▸ **Passage to read**:
|---|
Early tests show little threat from Colorado river spill
NBC News – Preliminary tests on the once-toxically orange Animas River in Colorado indicate little danger to fish or other wildlife, authorities said Monday, five days after a spill sent contaminated water seeping into the river.
Gov. John Hickenlooper declared a state of emergency after the Environmental Protection Agency said Sunday that 3 million gallons of wastewater had spilled, three times as much as earlier estimates. The declaration will allow Hickenlooper to spend half a million dollars from the state's disaster fund on the incident.
The river flowed bright orange in the days after a cleanup crew supervised by the U.S. Environmental Protection Agency accidentally breached a debris dam that had formed inside the Gold King Mine on Wednesday, sending a yellow-orange sludge leaking into the Animas River. Water collected downstream showed higher-than-normal levels of arsenic, lead and other metals.
|---|
▸ **Dataset**:

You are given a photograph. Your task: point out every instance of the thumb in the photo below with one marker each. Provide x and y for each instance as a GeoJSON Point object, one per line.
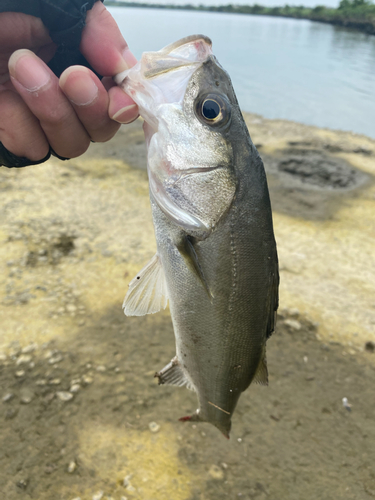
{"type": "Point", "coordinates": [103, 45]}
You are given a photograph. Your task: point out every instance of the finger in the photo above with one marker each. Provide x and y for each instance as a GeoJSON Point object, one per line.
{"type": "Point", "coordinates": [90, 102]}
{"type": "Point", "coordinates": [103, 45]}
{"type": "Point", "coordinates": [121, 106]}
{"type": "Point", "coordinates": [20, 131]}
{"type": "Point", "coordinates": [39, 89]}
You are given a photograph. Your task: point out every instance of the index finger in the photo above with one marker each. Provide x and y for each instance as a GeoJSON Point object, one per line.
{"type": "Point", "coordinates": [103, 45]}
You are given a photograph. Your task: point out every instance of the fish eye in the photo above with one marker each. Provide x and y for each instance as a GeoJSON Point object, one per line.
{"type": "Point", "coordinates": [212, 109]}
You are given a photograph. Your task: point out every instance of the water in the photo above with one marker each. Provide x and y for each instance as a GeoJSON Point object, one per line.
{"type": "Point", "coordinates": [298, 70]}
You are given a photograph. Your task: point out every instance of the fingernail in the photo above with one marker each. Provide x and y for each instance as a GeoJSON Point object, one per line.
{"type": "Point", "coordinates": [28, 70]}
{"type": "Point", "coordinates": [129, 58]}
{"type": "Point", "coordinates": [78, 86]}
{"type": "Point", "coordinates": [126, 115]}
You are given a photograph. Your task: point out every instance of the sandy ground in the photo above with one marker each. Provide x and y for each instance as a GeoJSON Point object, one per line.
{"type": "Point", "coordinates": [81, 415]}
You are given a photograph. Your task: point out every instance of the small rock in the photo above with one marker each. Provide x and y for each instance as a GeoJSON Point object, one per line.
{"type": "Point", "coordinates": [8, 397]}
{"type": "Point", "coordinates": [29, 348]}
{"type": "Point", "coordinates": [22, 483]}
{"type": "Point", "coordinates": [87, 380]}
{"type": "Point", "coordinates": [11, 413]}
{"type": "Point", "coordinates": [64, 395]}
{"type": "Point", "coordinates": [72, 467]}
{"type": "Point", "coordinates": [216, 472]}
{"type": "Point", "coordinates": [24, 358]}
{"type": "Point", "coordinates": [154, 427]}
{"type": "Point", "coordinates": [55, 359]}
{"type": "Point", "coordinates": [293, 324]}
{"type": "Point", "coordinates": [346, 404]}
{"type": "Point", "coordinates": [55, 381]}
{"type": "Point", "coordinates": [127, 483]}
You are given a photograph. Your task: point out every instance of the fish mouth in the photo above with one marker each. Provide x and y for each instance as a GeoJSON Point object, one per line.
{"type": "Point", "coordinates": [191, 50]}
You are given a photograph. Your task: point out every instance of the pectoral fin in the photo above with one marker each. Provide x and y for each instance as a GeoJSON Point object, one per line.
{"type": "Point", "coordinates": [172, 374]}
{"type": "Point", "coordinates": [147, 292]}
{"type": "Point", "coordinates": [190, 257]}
|---|
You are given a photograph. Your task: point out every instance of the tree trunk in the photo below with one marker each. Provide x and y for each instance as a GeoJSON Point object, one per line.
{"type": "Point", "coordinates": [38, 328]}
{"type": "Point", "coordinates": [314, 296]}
|---|
▸ **What to produce**: From the news report on the Colorado river spill, quote the words from "Early tests show" to "on the incident.". Ignore the entries; they have nothing to do with what comes next.

▸ **Response to the task**:
Early tests show little threat from Colorado river spill
NBC News – Preliminary tests on the once-toxically orange Animas River in Colorado indicate little danger to fish or other wildlife, authorities said Monday, five days after a spill sent contaminated water seeping into the river.
Gov. John Hickenlooper declared a state of emergency after the Environmental Protection Agency said Sunday that 3 million gallons of wastewater had spilled, three times as much as earlier estimates. The declaration will allow Hickenlooper to spend half a million dollars from the state's disaster fund on the incident.